[Records from a dataset]
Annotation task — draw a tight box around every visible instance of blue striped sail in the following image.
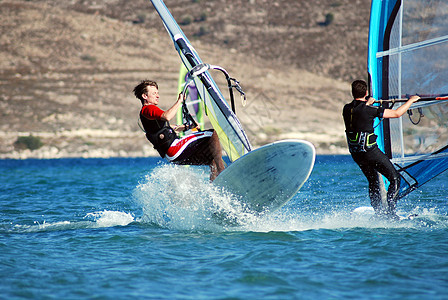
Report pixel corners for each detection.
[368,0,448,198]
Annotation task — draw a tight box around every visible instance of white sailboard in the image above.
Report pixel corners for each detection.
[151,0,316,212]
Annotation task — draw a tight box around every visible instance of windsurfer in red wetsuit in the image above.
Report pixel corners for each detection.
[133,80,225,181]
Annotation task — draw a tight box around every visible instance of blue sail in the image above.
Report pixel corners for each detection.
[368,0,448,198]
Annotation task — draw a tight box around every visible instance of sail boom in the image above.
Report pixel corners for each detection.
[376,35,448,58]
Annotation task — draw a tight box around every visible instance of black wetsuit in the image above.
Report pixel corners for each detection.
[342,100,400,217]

WHAT IS ASKED: Rewrite the listing from the line with "sailboard in the image above." through the last line, requests included, and shift every coordinate in the answers up by 51.

RESPONSE BELOW:
Annotation task — draw a tight box around every visible instance of white sailboard in the image above.
Report pixel corners for each detection.
[202,51,367,263]
Annotation task — draw a tight box around every visible instance of windsurfer in red wetsuit in the image above.
Report pixel corners for each detection.
[184,131,276,232]
Annotation task — draw a tight box around every visible instance of blue sail in the image above.
Report pixel corners for each detection.
[419,51,499,249]
Annotation task — draw a tight box around every visible instance of sail boom in the image above.
Report pixel corners for each detection.
[427,86,499,109]
Annotation task — draw a tight box around every visible instance of black wetsuit in the image above.
Report pixel corners for each detection.
[393,151,451,268]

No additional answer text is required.